◆ **EXTRACTED MATERIAL**
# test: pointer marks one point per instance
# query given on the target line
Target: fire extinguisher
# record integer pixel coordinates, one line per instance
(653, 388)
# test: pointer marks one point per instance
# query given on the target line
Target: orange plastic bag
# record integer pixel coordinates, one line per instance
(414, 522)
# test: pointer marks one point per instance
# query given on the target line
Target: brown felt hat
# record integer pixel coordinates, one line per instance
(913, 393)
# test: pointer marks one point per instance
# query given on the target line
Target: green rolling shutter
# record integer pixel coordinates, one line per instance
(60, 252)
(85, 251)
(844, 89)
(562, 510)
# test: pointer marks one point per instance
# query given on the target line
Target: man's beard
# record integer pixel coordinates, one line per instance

◆ **WHAT YOU ARE ASKED TO DO**
Reproduce every one of the records above verbatim, keeping each line intact and in its original order.

◆ **RESPONSE TO THE EXERCISE**
# test: pointer marks one point per instance
# query given on the target line
Target: fire extinguisher
# record integer pixel coordinates, one line per instance
(653, 388)
# test: pointer marks one point per instance
# query given on the target line
Target: orange plastic bag
# record integer pixel coordinates, one line per instance
(414, 522)
# test: pointer marks one point per instance
# query given on the target line
Target: brown felt hat
# record integer pixel coordinates, one line per instance
(913, 393)
# test: pointer marks one point per instance
# query given on the target line
Target: green rolling shutter
# record integer pixel coordinates, one line per instance
(60, 252)
(85, 251)
(844, 89)
(562, 510)
# test: pointer marks one point per instance
# query given on the target line
Target: man's beard
# record integer pixel coordinates, one line per instance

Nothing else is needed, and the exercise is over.